- GIVEN TASK
According to the debate extract, how long have institutions across the UK been providing sharia-compliant retail and wholesale financial services?

As I said in my opening remarks, at the moment this is not about the amendment as it is down on the page. This is a probing amendment to make sure that the initiative of Martin Lewis, the LSE and the APPG is taken seriously by the Government. I am grateful for the Minister’s promise—if that is what it was—to arrange a meeting with the APPG and other interested parties. It would be wrong if, after all this work and effort, we were simply to get a note from the Treasury passed under the door saying, “No, it doesn’t work”. We want an interactive process to discuss the proposals that Martin Lewis and the APPG are putting forward. I do not think the Minister talked about timing, but we need to do that urgently and before Report.

--- Later in debate ---
Lord Tunnicliffe Portrait Lord Tunnicliffe (Lab)
- Hansard - - - Excerpts

My Lords, there has been a series of powerful speeches. The Government really ought to react to this: either they believe what they have said they will do, or they do not. If they do believe in it, surely action could take place more quickly. The community concerned is now a very important part of our society, and it is crucial that we create an environment where its needs are taken seriously. It is particularly crucial that we do not create a situation where it is disadvantaged. I take the point about the gender issue, which is even more worrying, in many ways. I urge the Government to find some way of assuring us that they will act quickly.

Lord Harlech Portrait Lord Harlech (Con)
- Hansard - -

My Lords, I thank the noble Lord, Lord Sharkey, for tabling this amendment on access to sharia-compliant financial services, including student finance. The UK is widely considered the leading western hub for Islamic finance. Institutions across the UK have been providing sharia-compliant retail and wholesale financial services for nearly 40 years, offering a range of products, including bank accounts, mortgages and insurance.

- STORED DATA
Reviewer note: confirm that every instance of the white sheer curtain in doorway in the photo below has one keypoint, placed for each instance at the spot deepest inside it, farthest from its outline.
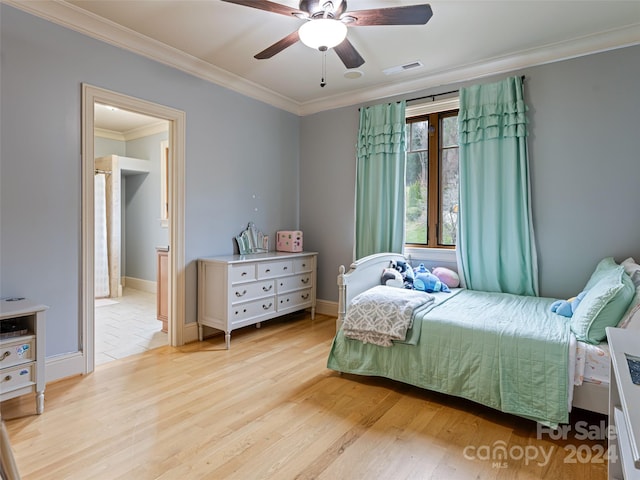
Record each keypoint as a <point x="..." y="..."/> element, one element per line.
<point x="101" y="279"/>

- TASK RESULT
For nearly 40 years.